THE PROBLEM: Count how many lines in the entries below contain the string "black". Reply with only that number.

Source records
****

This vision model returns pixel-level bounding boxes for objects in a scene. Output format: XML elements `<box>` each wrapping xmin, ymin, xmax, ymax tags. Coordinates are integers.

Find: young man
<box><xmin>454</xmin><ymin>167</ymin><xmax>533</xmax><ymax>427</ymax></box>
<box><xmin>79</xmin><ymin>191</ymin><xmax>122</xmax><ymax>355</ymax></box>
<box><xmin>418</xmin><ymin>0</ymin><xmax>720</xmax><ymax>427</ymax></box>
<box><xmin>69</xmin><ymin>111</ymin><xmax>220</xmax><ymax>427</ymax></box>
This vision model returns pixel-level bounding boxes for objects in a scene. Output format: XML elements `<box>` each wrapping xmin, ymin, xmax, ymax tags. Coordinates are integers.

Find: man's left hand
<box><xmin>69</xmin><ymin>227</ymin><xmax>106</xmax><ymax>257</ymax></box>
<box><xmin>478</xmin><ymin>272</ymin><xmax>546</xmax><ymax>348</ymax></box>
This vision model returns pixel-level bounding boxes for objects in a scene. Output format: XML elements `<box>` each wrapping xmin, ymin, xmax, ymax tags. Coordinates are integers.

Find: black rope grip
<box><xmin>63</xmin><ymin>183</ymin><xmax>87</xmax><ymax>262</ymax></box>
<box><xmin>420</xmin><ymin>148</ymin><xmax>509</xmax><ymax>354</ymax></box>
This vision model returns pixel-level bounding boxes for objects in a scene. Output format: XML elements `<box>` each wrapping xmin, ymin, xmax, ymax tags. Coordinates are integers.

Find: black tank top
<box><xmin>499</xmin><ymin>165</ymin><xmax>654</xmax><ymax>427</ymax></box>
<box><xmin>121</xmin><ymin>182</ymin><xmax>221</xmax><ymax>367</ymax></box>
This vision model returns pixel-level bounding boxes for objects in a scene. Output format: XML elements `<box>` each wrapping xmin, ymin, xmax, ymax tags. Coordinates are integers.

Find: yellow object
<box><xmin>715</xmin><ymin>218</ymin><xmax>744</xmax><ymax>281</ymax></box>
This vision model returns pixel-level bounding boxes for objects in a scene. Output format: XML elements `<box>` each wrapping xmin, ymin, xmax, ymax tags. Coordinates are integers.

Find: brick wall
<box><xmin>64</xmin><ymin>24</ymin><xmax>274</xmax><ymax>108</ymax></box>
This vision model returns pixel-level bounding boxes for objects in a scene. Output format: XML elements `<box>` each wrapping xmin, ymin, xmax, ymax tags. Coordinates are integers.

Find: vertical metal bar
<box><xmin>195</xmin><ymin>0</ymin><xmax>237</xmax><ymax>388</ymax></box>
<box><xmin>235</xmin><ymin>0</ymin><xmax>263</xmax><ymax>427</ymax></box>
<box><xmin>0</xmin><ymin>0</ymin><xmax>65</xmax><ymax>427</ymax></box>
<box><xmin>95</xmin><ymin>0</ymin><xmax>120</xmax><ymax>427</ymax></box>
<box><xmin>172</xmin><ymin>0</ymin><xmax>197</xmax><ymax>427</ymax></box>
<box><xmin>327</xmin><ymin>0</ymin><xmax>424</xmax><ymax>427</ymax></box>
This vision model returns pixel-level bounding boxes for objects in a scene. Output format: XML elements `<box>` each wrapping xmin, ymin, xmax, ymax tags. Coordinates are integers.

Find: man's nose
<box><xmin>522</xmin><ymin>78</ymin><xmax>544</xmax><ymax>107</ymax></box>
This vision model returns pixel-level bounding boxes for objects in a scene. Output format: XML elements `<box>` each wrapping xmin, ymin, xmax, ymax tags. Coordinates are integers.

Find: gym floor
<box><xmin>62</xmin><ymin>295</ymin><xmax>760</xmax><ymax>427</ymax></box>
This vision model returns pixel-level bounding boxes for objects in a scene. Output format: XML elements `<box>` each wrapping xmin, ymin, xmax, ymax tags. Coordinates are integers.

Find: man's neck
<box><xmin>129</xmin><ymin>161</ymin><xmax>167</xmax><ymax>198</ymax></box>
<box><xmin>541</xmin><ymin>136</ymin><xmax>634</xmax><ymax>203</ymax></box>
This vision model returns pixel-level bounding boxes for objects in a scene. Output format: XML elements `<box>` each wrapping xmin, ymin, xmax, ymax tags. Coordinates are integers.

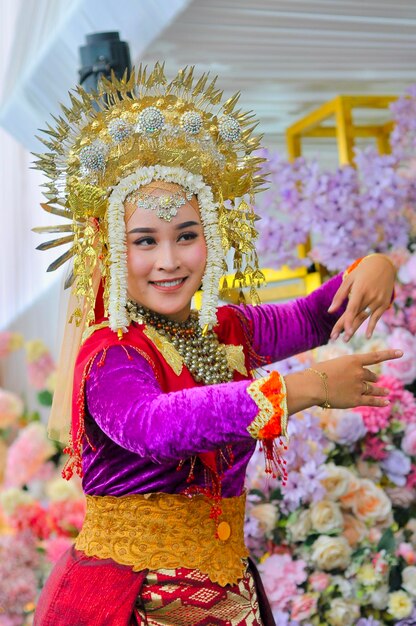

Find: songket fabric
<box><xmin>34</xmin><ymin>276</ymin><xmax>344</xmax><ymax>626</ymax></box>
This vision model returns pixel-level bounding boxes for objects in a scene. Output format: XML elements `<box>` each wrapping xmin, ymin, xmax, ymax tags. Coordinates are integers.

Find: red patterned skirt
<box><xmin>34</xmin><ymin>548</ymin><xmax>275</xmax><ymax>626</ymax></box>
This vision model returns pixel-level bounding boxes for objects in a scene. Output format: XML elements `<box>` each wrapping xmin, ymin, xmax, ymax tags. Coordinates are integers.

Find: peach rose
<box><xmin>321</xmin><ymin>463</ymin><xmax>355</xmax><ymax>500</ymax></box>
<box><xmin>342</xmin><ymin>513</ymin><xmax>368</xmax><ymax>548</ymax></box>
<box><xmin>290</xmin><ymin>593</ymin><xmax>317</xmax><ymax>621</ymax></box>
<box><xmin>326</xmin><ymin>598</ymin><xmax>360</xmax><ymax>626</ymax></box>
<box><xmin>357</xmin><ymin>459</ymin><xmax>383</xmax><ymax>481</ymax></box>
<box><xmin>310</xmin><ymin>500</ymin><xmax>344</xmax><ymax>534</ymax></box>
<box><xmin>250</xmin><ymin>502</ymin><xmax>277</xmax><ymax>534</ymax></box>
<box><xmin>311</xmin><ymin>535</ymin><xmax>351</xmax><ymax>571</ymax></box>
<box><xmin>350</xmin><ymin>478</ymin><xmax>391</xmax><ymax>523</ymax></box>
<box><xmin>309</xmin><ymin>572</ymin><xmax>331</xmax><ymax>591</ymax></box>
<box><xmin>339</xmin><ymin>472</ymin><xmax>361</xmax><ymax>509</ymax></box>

****

OUTPUT: 2